● **Prompt**
Every record must be retyped as it stands.

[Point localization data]

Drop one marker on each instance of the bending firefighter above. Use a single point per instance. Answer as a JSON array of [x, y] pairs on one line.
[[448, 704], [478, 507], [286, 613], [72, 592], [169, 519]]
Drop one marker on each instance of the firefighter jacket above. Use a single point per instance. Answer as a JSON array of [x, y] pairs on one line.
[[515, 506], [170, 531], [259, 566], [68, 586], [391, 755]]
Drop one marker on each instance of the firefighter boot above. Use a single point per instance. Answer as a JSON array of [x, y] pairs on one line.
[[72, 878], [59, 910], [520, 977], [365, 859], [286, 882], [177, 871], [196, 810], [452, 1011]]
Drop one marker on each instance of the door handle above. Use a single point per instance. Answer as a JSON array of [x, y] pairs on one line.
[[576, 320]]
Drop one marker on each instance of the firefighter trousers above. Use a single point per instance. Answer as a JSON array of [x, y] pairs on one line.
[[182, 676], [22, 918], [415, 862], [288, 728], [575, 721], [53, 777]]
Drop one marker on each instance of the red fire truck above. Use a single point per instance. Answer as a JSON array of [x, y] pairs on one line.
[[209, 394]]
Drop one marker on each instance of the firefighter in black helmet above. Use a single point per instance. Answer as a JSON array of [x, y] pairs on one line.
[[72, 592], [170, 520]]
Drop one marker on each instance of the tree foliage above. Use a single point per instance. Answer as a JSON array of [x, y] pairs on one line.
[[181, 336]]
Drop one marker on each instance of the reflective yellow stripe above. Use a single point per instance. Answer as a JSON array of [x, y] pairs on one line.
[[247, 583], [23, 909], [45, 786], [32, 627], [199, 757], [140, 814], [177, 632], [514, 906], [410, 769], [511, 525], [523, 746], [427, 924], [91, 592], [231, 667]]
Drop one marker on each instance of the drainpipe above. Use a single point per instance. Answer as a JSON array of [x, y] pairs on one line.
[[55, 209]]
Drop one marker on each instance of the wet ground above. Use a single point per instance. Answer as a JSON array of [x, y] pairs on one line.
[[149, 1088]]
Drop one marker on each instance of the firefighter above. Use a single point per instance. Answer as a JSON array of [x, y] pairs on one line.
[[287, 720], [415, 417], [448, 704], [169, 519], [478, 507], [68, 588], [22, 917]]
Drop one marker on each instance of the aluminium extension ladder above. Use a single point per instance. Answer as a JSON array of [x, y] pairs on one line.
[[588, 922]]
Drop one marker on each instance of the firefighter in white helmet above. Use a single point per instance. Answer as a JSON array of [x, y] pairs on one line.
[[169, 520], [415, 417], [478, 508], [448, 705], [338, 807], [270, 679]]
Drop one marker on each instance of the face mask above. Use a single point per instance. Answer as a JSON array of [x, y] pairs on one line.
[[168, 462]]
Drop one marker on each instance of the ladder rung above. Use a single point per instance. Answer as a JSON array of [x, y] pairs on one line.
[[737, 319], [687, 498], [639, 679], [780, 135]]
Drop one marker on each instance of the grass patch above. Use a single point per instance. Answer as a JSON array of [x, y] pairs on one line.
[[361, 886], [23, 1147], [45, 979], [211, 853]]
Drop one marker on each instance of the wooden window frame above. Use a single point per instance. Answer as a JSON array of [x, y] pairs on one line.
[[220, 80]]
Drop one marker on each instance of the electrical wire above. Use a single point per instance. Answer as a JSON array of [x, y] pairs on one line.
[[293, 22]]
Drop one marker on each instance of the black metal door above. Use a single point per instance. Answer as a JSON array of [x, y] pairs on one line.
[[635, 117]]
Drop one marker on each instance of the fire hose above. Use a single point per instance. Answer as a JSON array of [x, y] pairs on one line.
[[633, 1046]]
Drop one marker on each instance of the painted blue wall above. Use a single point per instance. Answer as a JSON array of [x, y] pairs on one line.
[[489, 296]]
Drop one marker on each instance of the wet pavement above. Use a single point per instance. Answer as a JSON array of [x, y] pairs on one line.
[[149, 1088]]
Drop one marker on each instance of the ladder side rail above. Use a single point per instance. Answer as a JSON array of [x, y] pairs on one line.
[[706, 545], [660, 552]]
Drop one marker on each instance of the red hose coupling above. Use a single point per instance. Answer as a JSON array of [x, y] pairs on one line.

● **Exercise result**
Drop one marker on each instance of the bending firefighter above. Use a single point per instance. Answer as a JSON array of [x, y] pairs on one line.
[[448, 704], [478, 507], [286, 613], [72, 592], [169, 519]]
Drop one marker on each instance of the firefighter jacket above. Use a single point per instance. Answer as a JSON array of [x, y] pairs on one line.
[[515, 506], [170, 531], [259, 566], [68, 586], [391, 755]]
Drop one marker on each instance of the firefighter boot above. Use a single point per instance. Answer as a JSON array of [x, y] pairs on one line.
[[72, 878], [59, 910], [520, 977], [365, 859], [286, 882], [177, 871], [196, 810], [452, 1011]]
Drop one marker on each instance of the door handle above. Use a single point per instance. Answer as a JSON array of [x, y] pairs on one line.
[[576, 320]]
Drop one marker on each instance of the firefighter trousers above. Use a single point per instance. Answer as a JSON array of [x, y] pairs on one line.
[[182, 676], [22, 918], [415, 862], [288, 728], [575, 721], [53, 777]]
Drop one marker on each instance of the red fire truck above. Use a single point per instance. Answer as a JSON array of [x, y] pairs on one line.
[[209, 394]]
Drop one marker on each instance of the firefighter in black helmet above. Use a single point per instance. Answer as a JSON array of [x, y] pairs on one line.
[[72, 592], [170, 520]]
Drop one marker on each instance of the tree foliage above. Use a single point per instance. Answer as a JSON array of [x, y] pairs on one line.
[[181, 336]]
Drop one marker on each instance of the reflective yellow stripe above. Use a single point per instance. Answer as a JSON array of [x, y] pairs on one line.
[[247, 583], [23, 909], [45, 786], [32, 627], [199, 757], [140, 814], [177, 632], [514, 906], [410, 769], [511, 525], [523, 746], [427, 924], [91, 592], [231, 667]]
Drop one marker on each instance of the drainpipe above. Use a single point per instance. Answer as a JSON array of [x, y] pairs on one line.
[[55, 209]]
Drop one marker on each instance of the wet ground above. Use a single point per instance. Answer as a JSON array of [x, y] pairs on one line.
[[149, 1088]]
Drop one marker on each instance of the firefighter above. Use a single point per instance. Answer as a JSON array of [x, y] pairs on one line.
[[287, 720], [415, 417], [448, 704], [169, 519], [478, 507], [68, 588], [22, 917]]
Drop one marker on each instance of the aluminium extension ladder above. Use a single point per instance. Answer as a JSON array of [x, y] pairs on one line.
[[588, 922]]
Drop one marker on each instance of the firefighter in white helmet above. Use a single point per instance. Answer as a JSON array of [x, y] pairs on one line.
[[169, 520], [415, 417], [478, 508], [448, 705], [338, 807], [270, 679]]
Drop one marker on each instance of the face mask above. Use a single point per instance. Answer as a JSON array of [x, y] pairs on one line.
[[168, 462]]
Drop one marker on each instance of the ladder rung above. Use a single point per instance. Answer as a JSON array of [x, y] pairs on one line.
[[737, 319], [687, 498], [639, 679], [780, 135]]
Drop one marker on each instance of the grass patch above. Use a single point per instance. Answer as a JSON array of [x, y] pairs on one line.
[[361, 886], [23, 1147], [45, 979], [211, 853]]
Drop one marker on each instance of the wooden window frame above. Use a single point per instance. Answer as a JSON array of [x, y] pairs on one line.
[[220, 80]]
Drop one marker on each instance of the electrical wire above. Use a single point per instance. Answer as a JSON array of [x, y] pairs on one line.
[[293, 22]]
Drop one marker on each instance of the black metal door above. Use a single point per instance. Answer as a JSON array of [x, y] pairs on one line.
[[635, 117]]
Drop one marker on each instance of the fire hose above. Use a single point per instance. Answer as a JSON array of [x, y] pairs on one line.
[[633, 1046]]
Drop one marker on each instance of the painted blue wall above. Use a single point per instance. Answer as a JSON array of [x, y] pairs on one line.
[[489, 296]]
Drop one marker on each instance of the wet pavement above. Use a single point per instance. Answer as a JSON array of [x, y] pairs on one line.
[[149, 1088]]
Drop one marker on each instance of the ladder side rail above. Use a single point per instance. Answer as a JSON array of [x, y] pairs on one line.
[[706, 545], [660, 552]]
Drop one marker on each instance of the red hose coupling above. Use a single point per instance. Answer as a JSON array of [x, y] pairs on one line.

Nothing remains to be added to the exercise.